The problem:
Please rewrite every line from the one holding "Mark the city" through the end of the rows, inclusive, keeping the requests and shifting each coordinate in the answers up by 114. Leave the requests and their format samples unchanged.

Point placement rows
_____
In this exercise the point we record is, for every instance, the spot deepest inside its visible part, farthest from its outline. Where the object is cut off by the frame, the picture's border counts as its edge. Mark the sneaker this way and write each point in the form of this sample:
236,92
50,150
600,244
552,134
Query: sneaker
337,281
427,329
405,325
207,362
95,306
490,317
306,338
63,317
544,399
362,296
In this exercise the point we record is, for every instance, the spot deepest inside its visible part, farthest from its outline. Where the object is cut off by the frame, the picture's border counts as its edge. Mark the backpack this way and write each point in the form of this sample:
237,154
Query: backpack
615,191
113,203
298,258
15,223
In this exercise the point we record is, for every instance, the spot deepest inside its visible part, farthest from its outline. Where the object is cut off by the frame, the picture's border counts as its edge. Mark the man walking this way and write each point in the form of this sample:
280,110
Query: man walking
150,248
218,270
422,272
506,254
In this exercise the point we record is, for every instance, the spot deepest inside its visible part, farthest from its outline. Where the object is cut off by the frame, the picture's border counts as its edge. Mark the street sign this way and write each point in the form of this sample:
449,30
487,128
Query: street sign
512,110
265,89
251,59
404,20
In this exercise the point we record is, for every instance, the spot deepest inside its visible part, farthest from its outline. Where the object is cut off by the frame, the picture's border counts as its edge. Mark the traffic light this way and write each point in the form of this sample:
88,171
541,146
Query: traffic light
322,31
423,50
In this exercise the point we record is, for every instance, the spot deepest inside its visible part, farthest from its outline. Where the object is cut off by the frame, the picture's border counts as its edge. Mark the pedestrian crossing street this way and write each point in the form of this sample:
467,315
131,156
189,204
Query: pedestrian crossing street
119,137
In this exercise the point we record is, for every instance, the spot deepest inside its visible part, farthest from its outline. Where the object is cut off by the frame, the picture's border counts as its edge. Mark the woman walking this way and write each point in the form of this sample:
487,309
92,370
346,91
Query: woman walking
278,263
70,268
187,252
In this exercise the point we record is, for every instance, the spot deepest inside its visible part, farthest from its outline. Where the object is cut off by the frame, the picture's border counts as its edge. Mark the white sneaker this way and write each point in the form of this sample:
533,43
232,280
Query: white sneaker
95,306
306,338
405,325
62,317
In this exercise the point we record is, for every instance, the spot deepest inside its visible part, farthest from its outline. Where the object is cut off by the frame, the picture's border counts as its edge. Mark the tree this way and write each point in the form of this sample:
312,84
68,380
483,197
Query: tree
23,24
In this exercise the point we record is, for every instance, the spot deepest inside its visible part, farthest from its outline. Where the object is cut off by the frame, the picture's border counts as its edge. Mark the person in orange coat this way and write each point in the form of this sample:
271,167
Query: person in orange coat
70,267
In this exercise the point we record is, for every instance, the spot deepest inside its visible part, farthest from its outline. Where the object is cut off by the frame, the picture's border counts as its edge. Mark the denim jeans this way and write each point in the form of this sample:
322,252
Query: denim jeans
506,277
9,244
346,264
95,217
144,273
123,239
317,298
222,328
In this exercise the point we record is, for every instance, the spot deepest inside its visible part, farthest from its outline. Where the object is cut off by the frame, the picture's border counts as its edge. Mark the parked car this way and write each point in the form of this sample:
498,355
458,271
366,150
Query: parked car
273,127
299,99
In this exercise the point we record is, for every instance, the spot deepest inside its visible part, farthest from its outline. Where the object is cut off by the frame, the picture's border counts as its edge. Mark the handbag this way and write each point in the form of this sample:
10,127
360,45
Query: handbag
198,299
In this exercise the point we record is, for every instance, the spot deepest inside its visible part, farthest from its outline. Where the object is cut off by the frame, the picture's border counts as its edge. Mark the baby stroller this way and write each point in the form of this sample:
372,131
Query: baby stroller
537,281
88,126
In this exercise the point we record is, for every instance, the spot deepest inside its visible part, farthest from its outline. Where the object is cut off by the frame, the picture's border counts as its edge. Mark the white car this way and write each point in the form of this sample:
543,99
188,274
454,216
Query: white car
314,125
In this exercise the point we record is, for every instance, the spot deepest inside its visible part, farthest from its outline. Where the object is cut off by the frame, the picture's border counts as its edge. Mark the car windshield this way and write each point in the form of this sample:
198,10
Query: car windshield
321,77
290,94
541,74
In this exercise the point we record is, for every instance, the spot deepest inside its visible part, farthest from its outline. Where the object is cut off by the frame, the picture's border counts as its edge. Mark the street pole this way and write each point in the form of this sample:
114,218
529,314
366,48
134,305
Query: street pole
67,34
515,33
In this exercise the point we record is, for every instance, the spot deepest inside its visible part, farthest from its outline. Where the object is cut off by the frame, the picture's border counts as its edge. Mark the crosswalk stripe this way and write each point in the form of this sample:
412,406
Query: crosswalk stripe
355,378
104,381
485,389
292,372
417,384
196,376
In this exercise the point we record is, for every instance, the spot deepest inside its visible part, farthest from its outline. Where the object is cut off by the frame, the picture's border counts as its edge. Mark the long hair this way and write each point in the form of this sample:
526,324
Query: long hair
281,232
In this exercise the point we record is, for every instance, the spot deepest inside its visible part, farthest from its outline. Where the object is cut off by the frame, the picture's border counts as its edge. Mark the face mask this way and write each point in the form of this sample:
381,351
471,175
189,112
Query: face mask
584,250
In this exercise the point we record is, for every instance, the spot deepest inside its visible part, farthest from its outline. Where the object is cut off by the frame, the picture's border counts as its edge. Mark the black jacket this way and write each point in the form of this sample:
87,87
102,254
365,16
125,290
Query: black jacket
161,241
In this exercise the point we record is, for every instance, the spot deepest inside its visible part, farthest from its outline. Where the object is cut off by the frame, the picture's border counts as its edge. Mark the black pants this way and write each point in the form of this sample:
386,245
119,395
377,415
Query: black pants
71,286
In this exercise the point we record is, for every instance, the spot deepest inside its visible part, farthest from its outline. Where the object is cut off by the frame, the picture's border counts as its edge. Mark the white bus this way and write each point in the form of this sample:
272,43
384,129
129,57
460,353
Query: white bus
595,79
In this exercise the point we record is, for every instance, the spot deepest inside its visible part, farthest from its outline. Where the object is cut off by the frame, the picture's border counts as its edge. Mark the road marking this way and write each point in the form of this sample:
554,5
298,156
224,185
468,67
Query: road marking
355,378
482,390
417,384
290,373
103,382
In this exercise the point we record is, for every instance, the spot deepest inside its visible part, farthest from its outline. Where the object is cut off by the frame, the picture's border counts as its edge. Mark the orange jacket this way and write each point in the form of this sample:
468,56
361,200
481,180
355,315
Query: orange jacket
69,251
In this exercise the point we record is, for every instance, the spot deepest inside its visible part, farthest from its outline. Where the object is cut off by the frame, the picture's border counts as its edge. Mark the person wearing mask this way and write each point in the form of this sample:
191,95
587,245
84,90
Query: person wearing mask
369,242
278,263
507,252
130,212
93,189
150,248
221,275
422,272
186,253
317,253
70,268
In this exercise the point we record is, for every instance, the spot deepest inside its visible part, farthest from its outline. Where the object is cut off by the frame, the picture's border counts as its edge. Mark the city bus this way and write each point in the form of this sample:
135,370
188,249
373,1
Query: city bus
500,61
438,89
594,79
_____
Solution below:
In this exercise the point we record is, for every instance, the spot deepest inside its visible part, farthest from its outline. Where the object is cut off by the frame, the picture's border counts as its edge. Mark the city bus this way and write each point in the form of this sample:
135,370
188,249
373,1
Query: city bus
614,175
552,203
708,193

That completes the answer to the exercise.